-- Aim --
Lay out the stretch of records from the line containing "Provide one point per instance of the bamboo tea scoop, each" through the end of the records as a two-column CSV with the columns text and answer, one row per record. Enclose each field in quotes and turn any line breaks inside it into spaces.

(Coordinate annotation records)

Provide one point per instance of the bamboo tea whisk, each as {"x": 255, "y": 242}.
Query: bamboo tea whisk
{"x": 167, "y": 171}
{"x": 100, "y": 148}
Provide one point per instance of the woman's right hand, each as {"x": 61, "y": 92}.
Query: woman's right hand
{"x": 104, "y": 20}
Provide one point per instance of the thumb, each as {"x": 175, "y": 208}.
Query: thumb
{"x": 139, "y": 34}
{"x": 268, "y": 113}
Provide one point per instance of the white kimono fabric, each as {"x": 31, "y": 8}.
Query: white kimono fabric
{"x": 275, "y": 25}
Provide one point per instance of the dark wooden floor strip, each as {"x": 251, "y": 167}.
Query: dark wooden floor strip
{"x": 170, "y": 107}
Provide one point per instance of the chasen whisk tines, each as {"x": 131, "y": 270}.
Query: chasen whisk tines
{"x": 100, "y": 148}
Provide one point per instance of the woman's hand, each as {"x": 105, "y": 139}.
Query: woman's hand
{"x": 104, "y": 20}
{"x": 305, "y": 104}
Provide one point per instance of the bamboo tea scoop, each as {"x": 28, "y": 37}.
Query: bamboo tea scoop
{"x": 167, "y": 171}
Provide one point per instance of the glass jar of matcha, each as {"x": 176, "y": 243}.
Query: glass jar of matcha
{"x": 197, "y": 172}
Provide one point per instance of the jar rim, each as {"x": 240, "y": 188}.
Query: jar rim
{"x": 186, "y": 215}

-- Finished exercise --
text,answer
"Provide one point per instance of the bamboo tea scoop, each as {""x"": 28, ""y"": 37}. Query: bamboo tea scoop","{""x"": 167, ""y"": 171}"
"Provide one point per instance of the glass jar of matcha, each as {""x"": 176, ""y"": 243}. Query: glass jar of matcha","{""x"": 197, ""y"": 172}"
"Provide one point per instance of the jar rim, each as {""x"": 240, ""y"": 188}. Query: jar rim","{""x"": 186, ""y"": 215}"